WORK TO COMPLETE => Copy out every record below, word for word.

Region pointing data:
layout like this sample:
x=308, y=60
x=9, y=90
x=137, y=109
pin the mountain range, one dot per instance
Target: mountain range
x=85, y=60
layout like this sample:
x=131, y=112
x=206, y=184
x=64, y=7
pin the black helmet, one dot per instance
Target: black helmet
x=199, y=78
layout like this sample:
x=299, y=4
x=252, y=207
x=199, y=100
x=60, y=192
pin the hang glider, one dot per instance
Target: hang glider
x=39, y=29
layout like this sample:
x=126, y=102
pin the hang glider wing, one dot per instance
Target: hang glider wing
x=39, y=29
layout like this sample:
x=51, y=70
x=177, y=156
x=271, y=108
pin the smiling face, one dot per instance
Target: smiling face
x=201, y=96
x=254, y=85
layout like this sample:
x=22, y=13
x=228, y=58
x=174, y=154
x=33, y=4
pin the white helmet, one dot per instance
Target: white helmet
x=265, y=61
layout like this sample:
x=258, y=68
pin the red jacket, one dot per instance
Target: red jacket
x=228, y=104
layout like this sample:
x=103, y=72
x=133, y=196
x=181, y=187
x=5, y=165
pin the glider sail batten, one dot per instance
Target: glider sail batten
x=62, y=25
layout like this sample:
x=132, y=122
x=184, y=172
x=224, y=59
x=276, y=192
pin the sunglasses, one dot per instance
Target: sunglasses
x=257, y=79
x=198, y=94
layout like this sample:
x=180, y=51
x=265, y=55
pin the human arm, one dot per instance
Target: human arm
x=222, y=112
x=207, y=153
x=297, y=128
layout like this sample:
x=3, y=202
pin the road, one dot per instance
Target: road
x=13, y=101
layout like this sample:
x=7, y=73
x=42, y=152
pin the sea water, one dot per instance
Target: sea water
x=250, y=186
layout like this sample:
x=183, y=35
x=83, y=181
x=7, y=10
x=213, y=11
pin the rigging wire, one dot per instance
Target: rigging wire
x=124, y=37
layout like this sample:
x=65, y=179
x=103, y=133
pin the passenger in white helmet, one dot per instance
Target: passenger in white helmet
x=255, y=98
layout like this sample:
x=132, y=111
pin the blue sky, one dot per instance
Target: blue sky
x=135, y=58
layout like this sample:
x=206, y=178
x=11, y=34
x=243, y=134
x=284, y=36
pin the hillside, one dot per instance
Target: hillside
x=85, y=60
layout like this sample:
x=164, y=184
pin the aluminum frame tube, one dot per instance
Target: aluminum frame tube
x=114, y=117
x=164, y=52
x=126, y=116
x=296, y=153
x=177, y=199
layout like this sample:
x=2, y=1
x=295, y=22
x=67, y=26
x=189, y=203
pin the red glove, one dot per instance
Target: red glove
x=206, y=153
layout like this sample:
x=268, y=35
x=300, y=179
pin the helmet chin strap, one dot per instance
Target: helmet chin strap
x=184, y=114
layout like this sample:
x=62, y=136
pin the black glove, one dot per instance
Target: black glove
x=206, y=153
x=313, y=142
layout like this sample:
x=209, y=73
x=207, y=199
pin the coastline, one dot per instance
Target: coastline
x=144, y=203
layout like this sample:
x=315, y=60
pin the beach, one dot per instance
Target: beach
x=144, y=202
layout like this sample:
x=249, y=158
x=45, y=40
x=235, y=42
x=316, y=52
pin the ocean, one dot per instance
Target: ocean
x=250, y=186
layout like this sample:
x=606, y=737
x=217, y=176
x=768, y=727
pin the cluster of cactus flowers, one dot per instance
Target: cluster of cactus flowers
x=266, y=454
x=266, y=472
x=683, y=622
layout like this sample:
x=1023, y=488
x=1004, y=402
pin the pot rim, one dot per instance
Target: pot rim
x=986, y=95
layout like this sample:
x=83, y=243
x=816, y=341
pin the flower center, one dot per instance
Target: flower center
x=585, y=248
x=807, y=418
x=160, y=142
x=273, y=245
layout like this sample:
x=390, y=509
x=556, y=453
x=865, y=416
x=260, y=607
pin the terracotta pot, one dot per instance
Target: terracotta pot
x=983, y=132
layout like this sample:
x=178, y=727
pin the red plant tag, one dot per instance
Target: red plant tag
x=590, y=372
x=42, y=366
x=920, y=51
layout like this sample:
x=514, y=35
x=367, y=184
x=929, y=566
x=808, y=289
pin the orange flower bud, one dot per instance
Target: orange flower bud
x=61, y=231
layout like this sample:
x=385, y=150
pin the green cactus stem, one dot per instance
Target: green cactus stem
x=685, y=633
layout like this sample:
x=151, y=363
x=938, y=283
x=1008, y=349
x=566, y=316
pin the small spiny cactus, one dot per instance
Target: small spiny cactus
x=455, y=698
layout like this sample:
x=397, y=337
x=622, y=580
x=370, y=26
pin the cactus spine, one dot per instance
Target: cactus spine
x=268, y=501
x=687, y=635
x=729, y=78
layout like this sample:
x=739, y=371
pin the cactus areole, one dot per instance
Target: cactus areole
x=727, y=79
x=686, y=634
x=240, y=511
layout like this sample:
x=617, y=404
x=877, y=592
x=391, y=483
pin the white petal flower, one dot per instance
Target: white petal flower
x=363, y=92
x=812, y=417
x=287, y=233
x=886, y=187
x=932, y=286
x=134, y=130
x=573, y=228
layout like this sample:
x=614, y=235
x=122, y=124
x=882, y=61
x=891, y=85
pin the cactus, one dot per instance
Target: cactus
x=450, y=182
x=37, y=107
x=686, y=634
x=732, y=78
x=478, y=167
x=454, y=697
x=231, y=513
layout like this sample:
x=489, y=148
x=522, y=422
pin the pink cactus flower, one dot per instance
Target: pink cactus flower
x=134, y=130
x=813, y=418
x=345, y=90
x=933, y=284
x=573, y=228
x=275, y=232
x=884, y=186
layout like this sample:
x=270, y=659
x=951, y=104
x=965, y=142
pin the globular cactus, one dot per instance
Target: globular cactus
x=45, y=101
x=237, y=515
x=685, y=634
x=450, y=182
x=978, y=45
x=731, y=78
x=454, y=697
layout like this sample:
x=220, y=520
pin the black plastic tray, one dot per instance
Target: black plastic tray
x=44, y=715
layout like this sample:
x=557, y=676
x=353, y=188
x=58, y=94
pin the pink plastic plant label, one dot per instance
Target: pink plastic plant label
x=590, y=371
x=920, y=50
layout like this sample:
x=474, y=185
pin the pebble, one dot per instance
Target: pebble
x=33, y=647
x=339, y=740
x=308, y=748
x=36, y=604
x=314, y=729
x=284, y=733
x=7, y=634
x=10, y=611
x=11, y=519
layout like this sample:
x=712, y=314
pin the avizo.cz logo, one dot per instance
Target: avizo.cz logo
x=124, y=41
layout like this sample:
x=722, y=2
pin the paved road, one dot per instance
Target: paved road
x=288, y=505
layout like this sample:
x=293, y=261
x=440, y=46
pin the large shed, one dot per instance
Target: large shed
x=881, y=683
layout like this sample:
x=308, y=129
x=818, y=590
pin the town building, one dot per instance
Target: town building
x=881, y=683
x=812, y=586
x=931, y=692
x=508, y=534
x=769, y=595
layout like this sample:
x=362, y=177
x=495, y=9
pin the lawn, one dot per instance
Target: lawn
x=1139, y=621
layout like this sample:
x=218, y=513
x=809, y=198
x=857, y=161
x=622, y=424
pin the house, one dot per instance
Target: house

ANSWER TO THIS EXERCISE =>
layout like this sample:
x=308, y=60
x=9, y=90
x=137, y=109
pin the mountain range, one dot per instance
Target: mountain range
x=85, y=60
layout like this sample:
x=131, y=112
x=206, y=184
x=64, y=7
pin the black helmet, one dot per instance
Target: black helmet
x=199, y=78
layout like this sample:
x=299, y=4
x=252, y=207
x=199, y=100
x=60, y=192
pin the hang glider, one dot per instance
Target: hang glider
x=39, y=29
layout like this sample:
x=126, y=102
pin the hang glider wing, one dot per instance
Target: hang glider wing
x=39, y=29
layout like this sample:
x=51, y=70
x=177, y=156
x=271, y=108
pin the smiling face, one dot per instance
Target: smiling face
x=201, y=96
x=254, y=85
layout like this sample:
x=22, y=13
x=228, y=58
x=174, y=154
x=33, y=4
pin the white helmet, one dot per instance
Target: white helmet
x=265, y=61
layout like this sample:
x=258, y=68
pin the red jacket, one dot per instance
Target: red jacket
x=228, y=104
layout like this sample:
x=103, y=72
x=133, y=196
x=181, y=187
x=5, y=165
pin the glider sail batten, one dot per instance
Target: glider sail batten
x=62, y=25
layout like this sample:
x=132, y=122
x=184, y=172
x=224, y=59
x=276, y=192
pin the sunglasses, one dot per instance
Target: sunglasses
x=257, y=79
x=198, y=94
layout like this sample:
x=180, y=51
x=265, y=55
pin the human arm, one dot per instance
Target: human arm
x=222, y=112
x=207, y=153
x=297, y=128
layout like this sample:
x=3, y=202
pin the road, one dot per instance
Target: road
x=13, y=101
layout like this sample:
x=7, y=73
x=42, y=152
pin the sea water, one dot per instance
Target: sea water
x=250, y=186
layout like this sample:
x=183, y=35
x=83, y=181
x=7, y=10
x=213, y=11
pin the rigging wire, one dot per instance
Target: rigging wire
x=124, y=37
layout like this sample:
x=65, y=179
x=103, y=133
pin the passenger in white helmet, one dot per instance
Target: passenger in white helmet
x=255, y=98
layout like this sample:
x=132, y=111
pin the blue sky, one dot per instance
Target: blue sky
x=135, y=58
layout like this sample:
x=206, y=178
x=11, y=34
x=243, y=134
x=284, y=36
pin the hillside, one dot per instance
Target: hillside
x=85, y=60
layout like this sample:
x=164, y=184
pin the aluminum frame tube, one dot per instance
Target: aluminum frame tube
x=114, y=117
x=164, y=52
x=126, y=116
x=296, y=153
x=177, y=199
layout like this sample:
x=2, y=1
x=295, y=22
x=67, y=26
x=189, y=203
pin the red glove, one dot per instance
Target: red glove
x=206, y=153
layout like this sample:
x=268, y=35
x=300, y=179
pin the helmet chin strap, one dot per instance
Target: helmet chin strap
x=184, y=114
layout like this sample:
x=62, y=136
pin the black glove, one dot per instance
Target: black glove
x=206, y=153
x=313, y=142
layout like this sample:
x=209, y=73
x=207, y=199
pin the coastline, one dot per instance
Target: coastline
x=144, y=203
layout like this sample:
x=315, y=60
pin the beach, one dot per instance
Target: beach
x=144, y=202
layout like this sample:
x=249, y=158
x=45, y=40
x=235, y=42
x=316, y=52
pin the ocean, one dot per instance
Target: ocean
x=250, y=186
layout like this sample:
x=606, y=737
x=217, y=176
x=768, y=727
pin the cluster of cactus flowers, one dot per instance
Target: cluster of cactus flowers
x=266, y=454
x=266, y=472
x=683, y=622
layout like this sample:
x=1023, y=488
x=1004, y=402
pin the pot rim, one dot per instance
Target: pot rim
x=986, y=95
layout like this sample:
x=83, y=243
x=816, y=341
pin the flower center, one dot per instance
Target: flower center
x=585, y=248
x=807, y=418
x=160, y=142
x=273, y=245
layout like this sample:
x=390, y=509
x=556, y=453
x=865, y=416
x=260, y=607
pin the terracotta pot, one dot per instance
Target: terracotta pot
x=983, y=132
layout like this sample:
x=178, y=727
pin the red plant tag, one dot per instance
Target: red plant tag
x=590, y=372
x=42, y=366
x=920, y=51
layout like this sample:
x=514, y=35
x=367, y=184
x=929, y=566
x=808, y=289
pin the orange flower bud, one dot per instance
Target: orange flower bud
x=61, y=231
layout like this sample:
x=385, y=150
pin the green cactus stem, one dot per instance
Target: green cactus stem
x=685, y=633
layout like this sample:
x=151, y=363
x=938, y=283
x=1008, y=349
x=566, y=316
pin the small spiny cactus, one dot per instance
Target: small spiny cactus
x=455, y=698
layout like this sample:
x=397, y=337
x=622, y=580
x=370, y=26
pin the cactus spine, one dot per instance
Target: cactus spine
x=268, y=501
x=687, y=635
x=729, y=78
layout like this sample:
x=739, y=371
pin the cactus areole, one dot per instance
Target: cactus areole
x=727, y=79
x=686, y=634
x=240, y=511
layout like this sample:
x=617, y=404
x=877, y=592
x=391, y=483
pin the white petal flower, one dot per instance
Target: white petal flower
x=363, y=92
x=812, y=417
x=287, y=233
x=886, y=187
x=932, y=286
x=134, y=130
x=573, y=228
layout like this sample:
x=614, y=235
x=122, y=124
x=882, y=61
x=891, y=85
pin the cactus, one dot per instance
Target: cactus
x=450, y=182
x=37, y=107
x=686, y=634
x=732, y=78
x=478, y=167
x=454, y=697
x=231, y=513
layout like this sample:
x=489, y=148
x=522, y=422
pin the pink cactus flower, one dot per instance
Target: pink cactus flower
x=134, y=130
x=813, y=418
x=345, y=90
x=933, y=284
x=573, y=228
x=275, y=232
x=884, y=186
layout like this sample:
x=270, y=659
x=951, y=104
x=965, y=142
pin the globular cactus, one dot per instance
Target: globular cactus
x=45, y=101
x=237, y=515
x=685, y=634
x=450, y=182
x=978, y=45
x=731, y=78
x=454, y=697
layout like this sample:
x=220, y=520
pin the black plastic tray, one dot per instance
Target: black plastic tray
x=44, y=715
layout like this sample:
x=557, y=676
x=353, y=188
x=58, y=94
pin the pink plastic plant label, one dot per instance
Target: pink plastic plant label
x=590, y=371
x=920, y=50
layout like this sample:
x=474, y=185
pin the pebble, one dot per instance
Target: pebble
x=33, y=647
x=339, y=740
x=308, y=748
x=36, y=604
x=314, y=729
x=284, y=733
x=7, y=634
x=10, y=611
x=11, y=519
layout like this sample:
x=712, y=314
pin the avizo.cz logo, one dot per instance
Target: avizo.cz logo
x=124, y=41
layout like this sample:
x=722, y=2
pin the paved road, one dot per instance
Target: paved road
x=288, y=505
layout like this sample:
x=293, y=261
x=440, y=46
pin the large shed, one dot per instance
Target: large shed
x=881, y=683
layout like this sample:
x=308, y=129
x=818, y=590
pin the town building, one dot per instance
Target: town building
x=881, y=683
x=812, y=586
x=931, y=692
x=508, y=534
x=769, y=595
layout like this sample:
x=362, y=177
x=495, y=9
pin the lawn, one dot per instance
Target: lawn
x=1139, y=621
layout like this sample:
x=218, y=513
x=809, y=198
x=857, y=161
x=622, y=424
pin the house, one dot per instance
Target: house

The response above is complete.